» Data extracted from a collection
______
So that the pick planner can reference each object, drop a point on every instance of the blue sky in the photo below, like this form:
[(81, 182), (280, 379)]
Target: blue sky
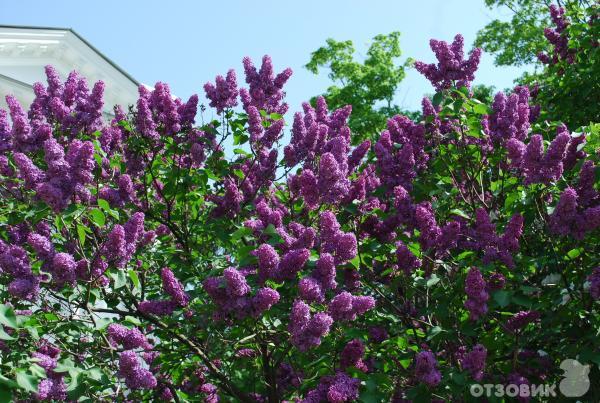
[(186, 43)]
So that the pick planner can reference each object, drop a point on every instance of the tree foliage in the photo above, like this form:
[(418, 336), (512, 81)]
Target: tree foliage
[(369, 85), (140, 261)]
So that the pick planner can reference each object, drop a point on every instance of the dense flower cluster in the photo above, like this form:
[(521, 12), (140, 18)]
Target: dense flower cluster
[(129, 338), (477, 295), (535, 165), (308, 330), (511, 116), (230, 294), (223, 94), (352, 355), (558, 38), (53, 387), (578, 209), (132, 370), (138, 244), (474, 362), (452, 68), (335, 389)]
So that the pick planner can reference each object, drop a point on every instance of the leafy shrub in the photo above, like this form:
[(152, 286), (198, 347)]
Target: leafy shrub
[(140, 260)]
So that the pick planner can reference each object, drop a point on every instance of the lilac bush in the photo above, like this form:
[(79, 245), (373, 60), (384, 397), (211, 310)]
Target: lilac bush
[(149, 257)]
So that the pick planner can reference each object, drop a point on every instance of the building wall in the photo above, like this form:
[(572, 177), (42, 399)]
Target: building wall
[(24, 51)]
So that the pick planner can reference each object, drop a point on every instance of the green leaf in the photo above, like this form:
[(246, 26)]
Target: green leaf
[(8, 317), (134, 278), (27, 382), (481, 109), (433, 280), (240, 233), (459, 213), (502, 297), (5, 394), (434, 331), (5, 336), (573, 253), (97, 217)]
______
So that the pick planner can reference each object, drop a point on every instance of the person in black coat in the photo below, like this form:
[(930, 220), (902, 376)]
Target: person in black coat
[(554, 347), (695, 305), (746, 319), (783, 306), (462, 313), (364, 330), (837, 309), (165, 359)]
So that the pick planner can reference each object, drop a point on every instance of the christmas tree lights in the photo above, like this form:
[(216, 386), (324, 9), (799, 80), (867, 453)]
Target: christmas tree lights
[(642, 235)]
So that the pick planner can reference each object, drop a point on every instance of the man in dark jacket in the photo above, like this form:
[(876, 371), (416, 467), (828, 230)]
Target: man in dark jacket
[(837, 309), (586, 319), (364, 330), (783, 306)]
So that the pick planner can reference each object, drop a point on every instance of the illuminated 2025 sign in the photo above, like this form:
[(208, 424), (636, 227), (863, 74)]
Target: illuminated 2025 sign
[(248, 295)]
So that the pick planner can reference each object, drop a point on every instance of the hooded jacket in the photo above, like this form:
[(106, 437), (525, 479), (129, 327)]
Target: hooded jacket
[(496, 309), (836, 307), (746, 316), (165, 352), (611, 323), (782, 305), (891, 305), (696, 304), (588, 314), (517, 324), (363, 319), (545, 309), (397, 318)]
______
» Written request
Report every line of the records above that contains the word "sign", copying each such line in full.

» Solution
So that the pick planner can reference each object, drop a point on every instance of the illuminated 2025 sign in the photo above, like this form:
Target: illuminated 2025 sign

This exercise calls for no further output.